Work required: Transcribe verbatim every line from the line containing "Question. Identify every instance of the forearm" to the end of the entries, including both endpoints. Output nothing beyond those lines.

Excerpts from point annotation data:
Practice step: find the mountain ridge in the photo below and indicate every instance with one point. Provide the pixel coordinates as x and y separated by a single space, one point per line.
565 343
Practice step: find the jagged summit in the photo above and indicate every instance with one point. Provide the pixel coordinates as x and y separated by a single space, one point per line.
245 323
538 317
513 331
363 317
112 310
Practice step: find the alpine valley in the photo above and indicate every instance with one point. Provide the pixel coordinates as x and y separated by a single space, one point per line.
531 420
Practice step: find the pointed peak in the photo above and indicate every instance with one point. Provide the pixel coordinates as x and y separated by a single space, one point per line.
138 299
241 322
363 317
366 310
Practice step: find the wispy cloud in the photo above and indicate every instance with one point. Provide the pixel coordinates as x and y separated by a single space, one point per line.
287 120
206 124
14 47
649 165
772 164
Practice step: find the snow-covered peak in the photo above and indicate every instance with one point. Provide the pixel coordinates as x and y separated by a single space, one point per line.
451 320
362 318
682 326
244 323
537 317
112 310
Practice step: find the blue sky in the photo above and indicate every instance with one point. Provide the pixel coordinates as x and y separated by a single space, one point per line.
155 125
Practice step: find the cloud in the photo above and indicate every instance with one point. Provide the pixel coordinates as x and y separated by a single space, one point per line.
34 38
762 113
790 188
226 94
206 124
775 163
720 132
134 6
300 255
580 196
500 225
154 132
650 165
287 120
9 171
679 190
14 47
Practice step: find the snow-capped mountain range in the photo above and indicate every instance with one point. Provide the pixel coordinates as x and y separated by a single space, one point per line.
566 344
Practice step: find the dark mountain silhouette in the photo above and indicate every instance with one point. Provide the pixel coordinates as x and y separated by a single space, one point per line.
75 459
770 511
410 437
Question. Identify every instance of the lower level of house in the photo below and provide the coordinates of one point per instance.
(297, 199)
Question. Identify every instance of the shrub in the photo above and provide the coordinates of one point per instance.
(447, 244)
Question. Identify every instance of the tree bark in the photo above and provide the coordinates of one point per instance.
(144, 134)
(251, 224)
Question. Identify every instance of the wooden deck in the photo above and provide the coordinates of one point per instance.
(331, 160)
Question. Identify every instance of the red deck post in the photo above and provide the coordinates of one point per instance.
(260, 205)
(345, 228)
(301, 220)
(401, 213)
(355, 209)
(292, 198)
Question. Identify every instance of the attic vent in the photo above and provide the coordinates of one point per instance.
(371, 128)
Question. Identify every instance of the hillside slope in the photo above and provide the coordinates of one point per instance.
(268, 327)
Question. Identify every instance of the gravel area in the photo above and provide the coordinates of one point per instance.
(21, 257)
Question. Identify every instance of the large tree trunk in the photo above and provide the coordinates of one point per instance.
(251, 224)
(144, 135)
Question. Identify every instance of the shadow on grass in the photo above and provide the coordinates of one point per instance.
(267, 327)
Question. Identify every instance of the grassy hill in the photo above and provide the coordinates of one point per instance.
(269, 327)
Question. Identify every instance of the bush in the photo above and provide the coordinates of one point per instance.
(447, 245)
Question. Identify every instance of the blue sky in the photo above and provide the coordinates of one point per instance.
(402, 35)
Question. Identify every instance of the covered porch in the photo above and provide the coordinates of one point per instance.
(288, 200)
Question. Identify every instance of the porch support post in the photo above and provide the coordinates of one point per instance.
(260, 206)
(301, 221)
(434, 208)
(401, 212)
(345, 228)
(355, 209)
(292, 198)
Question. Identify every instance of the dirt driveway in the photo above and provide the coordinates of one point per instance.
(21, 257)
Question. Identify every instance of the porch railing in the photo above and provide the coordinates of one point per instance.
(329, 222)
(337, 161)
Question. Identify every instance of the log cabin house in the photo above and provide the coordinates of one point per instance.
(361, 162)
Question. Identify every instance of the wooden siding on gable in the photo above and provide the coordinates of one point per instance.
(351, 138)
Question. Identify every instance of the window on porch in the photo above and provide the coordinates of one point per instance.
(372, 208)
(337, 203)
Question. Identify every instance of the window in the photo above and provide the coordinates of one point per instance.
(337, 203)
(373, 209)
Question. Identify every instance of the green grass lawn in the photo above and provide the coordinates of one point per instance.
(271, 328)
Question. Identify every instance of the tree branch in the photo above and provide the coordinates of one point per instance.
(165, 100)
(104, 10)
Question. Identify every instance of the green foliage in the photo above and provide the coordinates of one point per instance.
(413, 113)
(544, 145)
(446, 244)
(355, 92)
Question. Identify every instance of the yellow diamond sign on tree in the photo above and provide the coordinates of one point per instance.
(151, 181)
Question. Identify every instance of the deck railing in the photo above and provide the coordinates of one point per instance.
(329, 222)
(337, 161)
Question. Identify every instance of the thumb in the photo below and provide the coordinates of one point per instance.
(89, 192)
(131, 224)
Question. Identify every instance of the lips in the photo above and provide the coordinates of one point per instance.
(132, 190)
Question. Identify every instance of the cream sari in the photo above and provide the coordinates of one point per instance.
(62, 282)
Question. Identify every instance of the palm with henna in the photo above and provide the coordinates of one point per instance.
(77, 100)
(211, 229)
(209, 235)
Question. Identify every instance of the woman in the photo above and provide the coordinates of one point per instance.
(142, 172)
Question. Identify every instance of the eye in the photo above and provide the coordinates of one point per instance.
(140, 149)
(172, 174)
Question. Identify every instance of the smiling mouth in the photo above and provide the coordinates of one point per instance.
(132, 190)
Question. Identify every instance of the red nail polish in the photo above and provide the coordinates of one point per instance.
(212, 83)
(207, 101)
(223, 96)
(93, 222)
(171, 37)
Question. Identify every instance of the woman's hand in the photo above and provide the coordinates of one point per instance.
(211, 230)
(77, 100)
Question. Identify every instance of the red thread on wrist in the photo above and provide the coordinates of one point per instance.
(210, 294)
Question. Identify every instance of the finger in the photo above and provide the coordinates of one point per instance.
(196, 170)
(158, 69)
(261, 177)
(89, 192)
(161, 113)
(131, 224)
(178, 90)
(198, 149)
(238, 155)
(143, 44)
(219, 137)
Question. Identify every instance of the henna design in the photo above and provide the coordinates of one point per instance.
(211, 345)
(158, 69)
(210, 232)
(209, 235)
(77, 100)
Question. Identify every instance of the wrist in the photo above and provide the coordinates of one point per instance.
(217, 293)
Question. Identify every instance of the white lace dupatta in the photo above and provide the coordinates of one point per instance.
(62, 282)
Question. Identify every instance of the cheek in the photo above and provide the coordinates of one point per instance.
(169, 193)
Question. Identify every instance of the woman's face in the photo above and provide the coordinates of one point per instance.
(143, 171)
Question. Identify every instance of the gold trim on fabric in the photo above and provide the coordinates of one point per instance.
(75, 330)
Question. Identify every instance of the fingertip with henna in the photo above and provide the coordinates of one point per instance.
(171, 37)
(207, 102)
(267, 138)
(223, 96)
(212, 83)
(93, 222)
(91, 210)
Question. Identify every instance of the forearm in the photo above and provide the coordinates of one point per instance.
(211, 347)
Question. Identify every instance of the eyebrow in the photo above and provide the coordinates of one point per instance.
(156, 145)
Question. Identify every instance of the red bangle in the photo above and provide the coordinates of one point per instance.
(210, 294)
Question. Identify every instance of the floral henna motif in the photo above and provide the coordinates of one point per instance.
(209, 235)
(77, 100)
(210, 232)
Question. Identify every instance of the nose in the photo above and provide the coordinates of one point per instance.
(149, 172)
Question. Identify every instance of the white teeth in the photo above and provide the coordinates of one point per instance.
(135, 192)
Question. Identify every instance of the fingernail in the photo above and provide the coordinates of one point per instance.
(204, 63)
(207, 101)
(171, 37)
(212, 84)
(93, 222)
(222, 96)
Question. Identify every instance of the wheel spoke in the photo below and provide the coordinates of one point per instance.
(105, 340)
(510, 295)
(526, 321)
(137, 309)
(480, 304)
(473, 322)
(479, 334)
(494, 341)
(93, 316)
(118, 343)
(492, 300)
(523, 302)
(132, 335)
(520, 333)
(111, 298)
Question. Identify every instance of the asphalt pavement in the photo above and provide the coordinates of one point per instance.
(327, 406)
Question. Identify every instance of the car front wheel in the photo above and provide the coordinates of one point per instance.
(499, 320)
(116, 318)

Result below:
Question. Identify every instance of the forearm in the photo above and provide the coordinates of one point per instance.
(211, 347)
Question. Identify every instance of the eyebrow in the photo above and provide the coordinates of one point per instance.
(156, 145)
Question. Identify every instance of the red bangle in the photo above and provide the coordinates of one point per instance.
(210, 294)
Question. Identify every instance of the floral henna motif in the photo above and provide the coordinates of one point per instance.
(209, 235)
(77, 100)
(210, 232)
Question. Identify every instance of the nose in the photo above and provide the coordinates of one point per instance.
(149, 172)
Question. Identify every instance of the white teeth in the photo above and provide the coordinates of one point per instance.
(135, 192)
Question. Identify every instance of the fingernail in the photo above and provide the coordinates of one point per instance.
(204, 63)
(207, 101)
(171, 37)
(212, 84)
(93, 222)
(222, 96)
Question. Identify every instance of the wheel spoke in the photo below and provide the coordinates of one point per instance.
(105, 340)
(510, 295)
(526, 321)
(137, 309)
(480, 304)
(473, 322)
(479, 334)
(494, 341)
(93, 316)
(118, 343)
(492, 300)
(523, 302)
(132, 335)
(520, 333)
(111, 298)
Question. Identify every instance of the asphalt pavement in the photo above and provide the coordinates of one point per instance.
(327, 406)
Question. Identify every instance of the car front wheel in the photo above and provide the coordinates of one point per instance.
(499, 320)
(116, 318)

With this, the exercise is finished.